§ **Exercise**
Could you write out every record below exactly, leaving the pictures out?

___

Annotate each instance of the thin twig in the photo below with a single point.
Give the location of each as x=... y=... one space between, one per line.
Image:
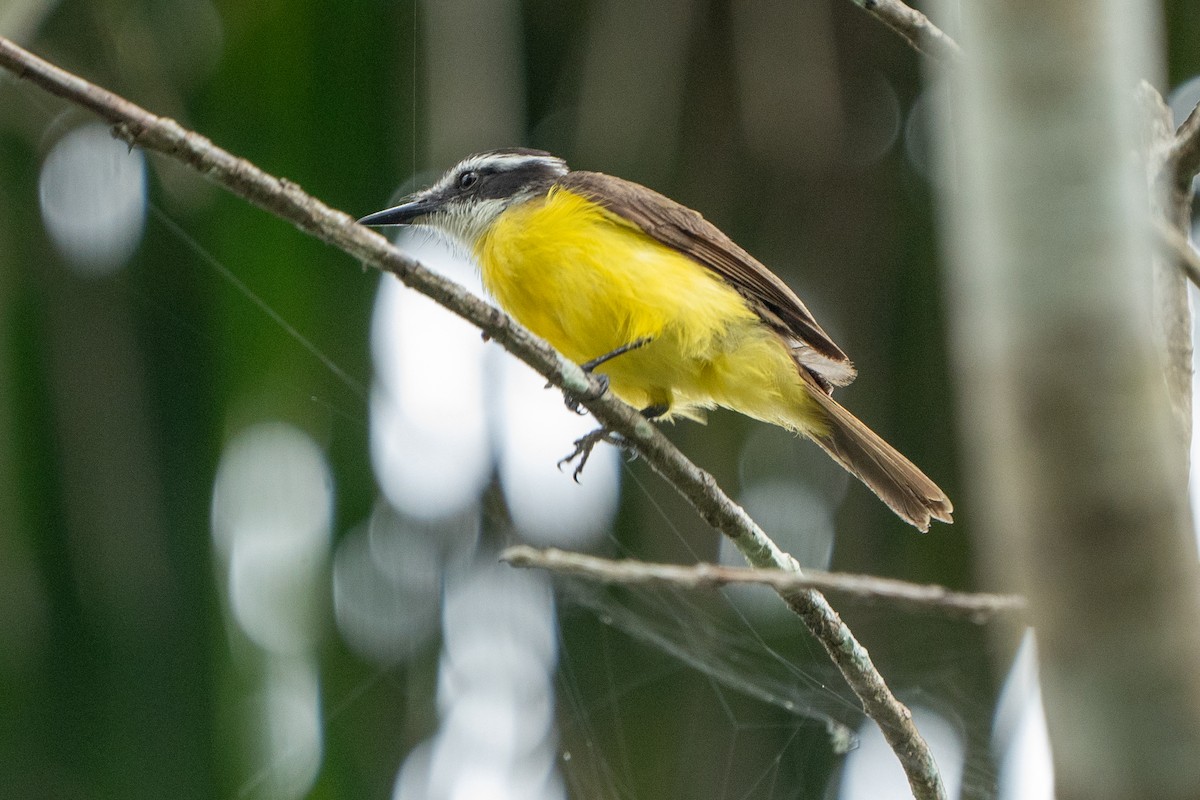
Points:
x=1185 y=152
x=1180 y=250
x=286 y=199
x=916 y=29
x=897 y=594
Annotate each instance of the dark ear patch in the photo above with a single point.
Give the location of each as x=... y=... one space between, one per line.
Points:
x=532 y=176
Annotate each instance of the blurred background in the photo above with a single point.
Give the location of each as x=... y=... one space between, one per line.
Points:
x=252 y=495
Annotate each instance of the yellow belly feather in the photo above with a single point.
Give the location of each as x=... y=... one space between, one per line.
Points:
x=589 y=282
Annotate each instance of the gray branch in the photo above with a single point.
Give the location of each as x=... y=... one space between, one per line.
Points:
x=915 y=26
x=895 y=594
x=287 y=200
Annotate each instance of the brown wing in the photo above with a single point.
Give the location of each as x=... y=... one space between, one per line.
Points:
x=688 y=232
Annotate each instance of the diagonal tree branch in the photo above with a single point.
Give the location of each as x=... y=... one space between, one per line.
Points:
x=1185 y=152
x=897 y=594
x=287 y=200
x=915 y=26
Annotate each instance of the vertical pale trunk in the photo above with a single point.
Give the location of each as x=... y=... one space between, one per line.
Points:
x=1077 y=461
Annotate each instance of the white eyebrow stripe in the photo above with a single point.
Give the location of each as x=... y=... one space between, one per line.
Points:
x=509 y=161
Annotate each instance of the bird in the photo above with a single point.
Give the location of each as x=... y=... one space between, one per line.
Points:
x=671 y=313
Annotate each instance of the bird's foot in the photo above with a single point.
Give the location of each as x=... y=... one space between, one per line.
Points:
x=585 y=445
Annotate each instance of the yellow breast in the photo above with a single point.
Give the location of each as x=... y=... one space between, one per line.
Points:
x=591 y=282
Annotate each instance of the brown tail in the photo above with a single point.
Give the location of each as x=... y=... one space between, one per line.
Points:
x=892 y=476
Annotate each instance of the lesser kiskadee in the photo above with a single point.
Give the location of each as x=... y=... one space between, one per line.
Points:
x=649 y=294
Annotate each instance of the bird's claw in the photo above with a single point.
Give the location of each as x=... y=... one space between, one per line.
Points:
x=583 y=446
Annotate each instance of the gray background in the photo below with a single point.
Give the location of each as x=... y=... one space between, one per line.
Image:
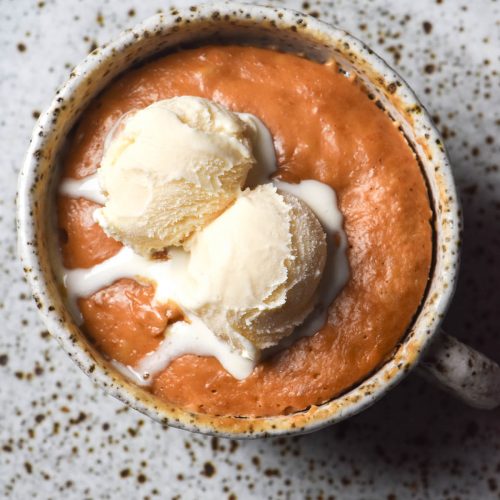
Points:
x=61 y=437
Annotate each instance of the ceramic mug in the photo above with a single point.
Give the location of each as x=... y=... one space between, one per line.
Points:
x=458 y=368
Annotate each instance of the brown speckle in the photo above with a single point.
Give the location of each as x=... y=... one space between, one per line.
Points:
x=427 y=26
x=429 y=68
x=208 y=469
x=125 y=473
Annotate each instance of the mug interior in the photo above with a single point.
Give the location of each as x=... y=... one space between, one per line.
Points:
x=283 y=30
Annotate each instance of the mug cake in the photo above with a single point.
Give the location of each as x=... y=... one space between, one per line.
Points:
x=242 y=231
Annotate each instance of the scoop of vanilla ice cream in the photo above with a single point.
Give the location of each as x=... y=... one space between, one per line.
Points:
x=171 y=168
x=254 y=270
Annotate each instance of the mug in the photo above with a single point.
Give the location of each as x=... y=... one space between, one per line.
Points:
x=440 y=358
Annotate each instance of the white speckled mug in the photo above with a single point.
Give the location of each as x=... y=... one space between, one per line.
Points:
x=458 y=368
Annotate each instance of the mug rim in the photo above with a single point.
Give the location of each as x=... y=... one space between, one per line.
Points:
x=352 y=401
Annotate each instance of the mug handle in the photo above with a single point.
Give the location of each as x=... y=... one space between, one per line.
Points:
x=462 y=371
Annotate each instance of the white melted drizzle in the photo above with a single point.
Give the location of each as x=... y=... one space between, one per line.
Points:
x=193 y=336
x=83 y=188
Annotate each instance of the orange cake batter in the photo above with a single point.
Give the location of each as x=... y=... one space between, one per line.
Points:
x=325 y=128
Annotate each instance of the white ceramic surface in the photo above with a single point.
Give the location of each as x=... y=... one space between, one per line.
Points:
x=349 y=468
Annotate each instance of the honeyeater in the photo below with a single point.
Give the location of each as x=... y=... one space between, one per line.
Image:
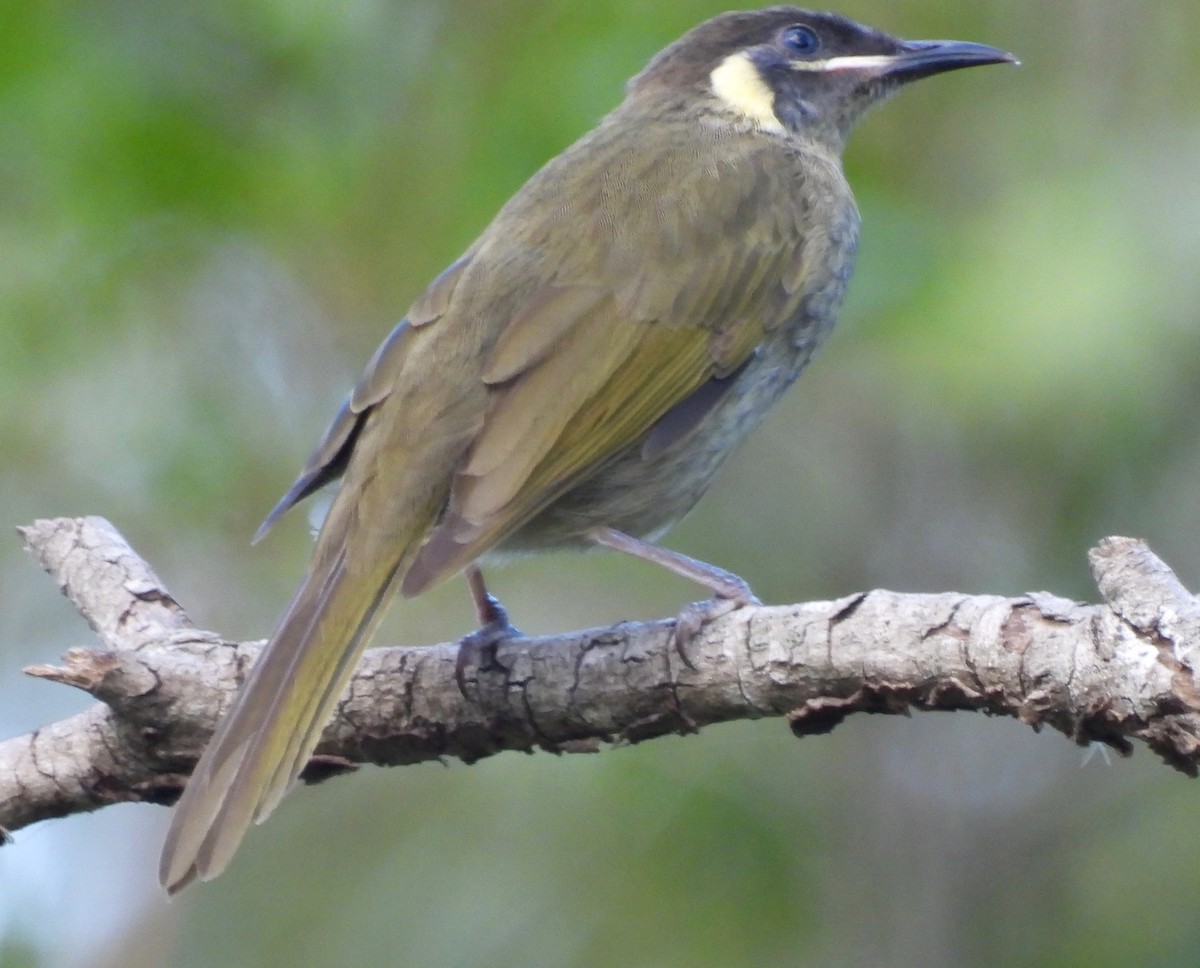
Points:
x=580 y=373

___

§ **Result of the task**
Annotate each instance of the thin twig in the photo below with a single point.
Give the location of each as x=... y=... one space between, one per line.
Image:
Points:
x=1185 y=152
x=1180 y=250
x=286 y=199
x=916 y=29
x=897 y=594
Annotate each instance of the dark ear patch in the photo above with a single point.
Give the location of each as x=... y=... one space between, one per line.
Points:
x=532 y=176
Annotate each instance of the blurred background in the photo above with a single point.
Give the location of each as x=... y=... one space between, one per line.
Points:
x=252 y=495
Annotate each instance of the yellow belly feather in the photo above with a single point.
Give the location of each as x=... y=... one space between, one per line.
Points:
x=589 y=282
Annotate each instance of the gray branch in the photo above with a single point.
Give the location of each as x=... y=... one space between, one per line.
Points:
x=915 y=26
x=895 y=594
x=287 y=200
Annotate each instance of the brown wing in the photo above with a single point.
Give the location of each as x=... y=... one space between, one per line.
Points:
x=688 y=232
Annotate each instance of the diagonal tree branch in the photo above with a single point.
Give the location of each as x=... y=... one space between, one per line.
Points:
x=1185 y=152
x=897 y=594
x=287 y=200
x=915 y=26
Annotate each instance of the vertical pale trunk in the photo above with a single point.
Give the location of each as x=... y=... one space between, one per line.
Points:
x=1077 y=461
Annotate each instance of the white eyebrow stripe in the photo above with a single point.
Give the location of each as x=... y=... one space between, one per line.
Points:
x=509 y=161
Annotate each instance of the bird in the photo above with a single point.
Give the location of each as x=... y=... one space between, one per line.
Points:
x=671 y=313
Annotate each instance of the bird's foot in the photo above with a single point.
Give the location of each as x=... y=... one space between, one per line.
Points:
x=585 y=445
Annotate each instance of the yellow breast in the photo above with a single point.
Give the location of each as x=... y=... one space between, one per line.
Points:
x=591 y=282
Annotate each instance of the brown tail in the photo above with a single point.
Give the location of each as x=... y=... one space between, one per line.
Points:
x=892 y=476
Annotate each instance of the lesser kiskadee in the photo above with a single point.
Give the location of each as x=... y=... one space between, one per line.
Points:
x=649 y=294
Annotate each instance of the bird's claw in the photo above with a single point.
Give the location of each as x=... y=... one space between, one per line.
Points:
x=583 y=446
Annotate each instance of the gray background in the photo below with a single point.
Give the location of each as x=... y=... one space between, one per line.
Image:
Points:
x=61 y=437
Annotate each instance of the ceramic mug in the photo above with a single point.
Give the location of each as x=... y=... one space between, one per line.
Points:
x=458 y=368
Annotate each instance of the brown speckle in the photo above with a single point.
Give the location of each as x=... y=... one space between, one per line.
Points:
x=427 y=26
x=429 y=68
x=208 y=469
x=125 y=473
Annotate each instance of the mug interior in the photo above with a single point.
Give the location of each as x=... y=... one space between, one per line.
Points:
x=283 y=30
Annotate each instance of the mug cake in the photo above with a single point.
Give the location of each as x=... y=... one space between, one per line.
Points:
x=242 y=231
Annotate each instance of the scoop of vanilla ice cream in the photo above with a single point.
Give the location of each as x=... y=... one space between, one per line.
Points:
x=171 y=168
x=254 y=270
Annotate each instance of the mug in the photo above with a single point.
Give the location of each as x=... y=... one space between, one per line.
Points:
x=440 y=358
Annotate each instance of the white speckled mug in the photo above with a single point.
Give the location of each as x=... y=... one space between, one per line.
Points:
x=458 y=368
Annotate each instance of the mug rim in the photo above with a single point.
Give the location of each as x=... y=... one space between, one per line.
Points:
x=352 y=401
Annotate each instance of the mug handle in the photo above with a single point.
Give the location of each as x=... y=... one space between, one per line.
Points:
x=462 y=371
Annotate each instance of the white melted drizzle in the photo above with a single point.
Give the location of each as x=... y=... one space between, one per line.
Points:
x=193 y=336
x=83 y=188
Annotate each instance of the orange cake batter in the photo above with a single point.
Give the location of each as x=... y=... one space between, one per line.
Points:
x=325 y=128
Annotate each instance of the white ceramic surface in the photo above with a single point.
Give the location of each as x=... y=... one space between, one per line.
Points:
x=349 y=468
Annotate each instance of the honeyeater in the photo below with a single point.
Give the location of each as x=... y=... one space between, one per line.
Image:
Points:
x=580 y=373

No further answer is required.